**Work to do**
Could you carry on writing the passage on solving for load impedance parameters, picking up right after Equation (5)?

**Document excerpt**
═══

The generalized inverse matrix of matrix A is

$$A_{n\times m}^{-1}=V_{n\times n}\left[\begin{array}{c}\begin{array}{cc}{\sum }^{-1}& 0\end{array}\\ \begin{array}{cc}0& 0\end{array}\end{array}\right]U_{m\times m}^T$$

(3)

For a general steady-state nonlinear load, when the sampling frequency is much higher than the change frequency of load parameters, the load impedance parameters R and L can be considered to remain constant at two consecutive sampling instants, $t_1$ and $t_2$. At this time, the load characteristics can be approximately linearized, and Equation (4) can be derived from Equation (1).

$$\left\{\begin{array}{c}u\left(t_1\right)=i\left(t_1\right)\times R\left(t\right)+{\displaystyle \frac{di\left(t_1\right)}{dt}}\times L\left(t\right)\\ u\left(t_2\right)=i\left(t_2\right)\times R\left(t\right)+{\displaystyle \frac{di\left(t_2\right)}{dt}}\times L\left(t\right)\end{array}\right.$$

(4)

In the equation, ${u_{PCC}(t}_1)$ and ${i_{PCC}(t}_1)$ are the voltage and current values at the monitoring point at time $t_1$, respectively; ${u_{PCC}(t}_2)$ and ${i_{PCC}(t}_2)$ are the voltage and current values at the monitoring point at time $t_2$, respectively.

By transforming Equation (4) into matrix form, the load equivalent impedance parameters can be solved through Equations (2) to (4), and the result is shown in Equation (5).

$$\left[\begin{array}{c}R\left(t\right)\\ L\left(t\right)\end{array}\right]={\left[\begin{array}{cc}i\left(t_1\right)& {\displaystyle \frac{di\left(t_1\right)}{dt}}\\ i\left(t_2\right)& {\displaystyle \frac{di\left(t_2\right)}{dt}}\end{array}\right]}^{-1}\left[\begin{array}{c}u\left(t_1\right)\\ u\left(t_2\right)\end{array}\right]$$

(5)

═══

**Dataset**

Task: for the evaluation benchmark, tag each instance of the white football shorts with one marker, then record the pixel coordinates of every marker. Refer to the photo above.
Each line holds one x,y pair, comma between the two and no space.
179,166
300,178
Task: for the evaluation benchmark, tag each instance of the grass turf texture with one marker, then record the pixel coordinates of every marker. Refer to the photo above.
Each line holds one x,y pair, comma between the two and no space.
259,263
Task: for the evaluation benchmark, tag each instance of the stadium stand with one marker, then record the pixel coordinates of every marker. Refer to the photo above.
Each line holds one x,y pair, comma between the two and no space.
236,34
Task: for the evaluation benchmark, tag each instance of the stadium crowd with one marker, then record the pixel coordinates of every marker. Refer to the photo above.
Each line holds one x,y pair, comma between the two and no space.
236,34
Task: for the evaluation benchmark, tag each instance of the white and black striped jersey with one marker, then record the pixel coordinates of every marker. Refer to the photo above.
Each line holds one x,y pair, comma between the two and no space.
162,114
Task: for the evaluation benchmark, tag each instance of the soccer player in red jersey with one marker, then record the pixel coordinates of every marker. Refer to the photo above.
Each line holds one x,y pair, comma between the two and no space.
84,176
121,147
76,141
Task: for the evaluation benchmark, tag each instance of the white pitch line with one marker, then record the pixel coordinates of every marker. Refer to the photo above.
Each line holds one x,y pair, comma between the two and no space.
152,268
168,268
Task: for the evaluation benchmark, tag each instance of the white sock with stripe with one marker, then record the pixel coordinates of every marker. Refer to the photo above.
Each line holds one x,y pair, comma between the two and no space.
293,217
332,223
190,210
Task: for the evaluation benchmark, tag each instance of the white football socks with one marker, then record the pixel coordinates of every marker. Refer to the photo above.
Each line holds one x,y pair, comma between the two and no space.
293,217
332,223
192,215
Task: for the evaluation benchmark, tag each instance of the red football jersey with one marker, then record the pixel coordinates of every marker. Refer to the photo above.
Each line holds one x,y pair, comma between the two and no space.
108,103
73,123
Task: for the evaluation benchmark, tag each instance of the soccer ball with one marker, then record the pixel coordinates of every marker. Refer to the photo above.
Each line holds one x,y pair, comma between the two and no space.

═══

**Reply**
Reference [24] demonstrates that when using either the least squares method or the singular value decomposition method to solve the load equivalent impedance parameter model, outliers may occur. The main reason is that the denominator approaches zero during the parameter solution process, leading to numerical instability. Therefore, after obtaining the equivalent impedance parameters of the load, this paper employs an improved Z-score criterion for outlier detection and correction. The median and median absolute deviation (MAD) are used to replace the traditional mean and standard deviation, respectively, to calculate the modified Z’ value that adapts to non-normal distribution characteristics, as given by Equation (6). Based on the literature [25] and statistical patterns observed in the measured data, data points satisfying |Z′| > 3.5 are identified as outliers. These outliers are then corrected using a strategy of replacing them with the average of neighboring data points, as shown in Equation (7), effectively avoiding parameter deviations caused by matrix ill-conditioning during the SVD solution process.

$$Z_i^{\prime }={\displaystyle \frac{\left|X_i-\mathrm{Median}\right|}{\mathrm{MAD}}}$$

(6)

$$X_i={\displaystyle \frac{{{\displaystyle \sum }}_{j=i-2}^{j=i+2}{X}_j}{5}}$$

(7)

The time-domain equivalent impedance model constructed in this paper characterizes load behavior through dynamic parameters R(t) and L(t). Its core advantage lies in the inherent full-spectrum response characteristics of the parameters. Provided that the Nyquist sampling theorem is satisfied (i.e., the sampling frequency fs > 2f_max), the model output can capture complete spectral information, including higher-order harmonics. Compared to frequency-domain models based on Fourier transform, the time-domain approach effectively avoids spectral leakage and the fence effect, significantly improving the accuracy of non-stationary harmonic representation.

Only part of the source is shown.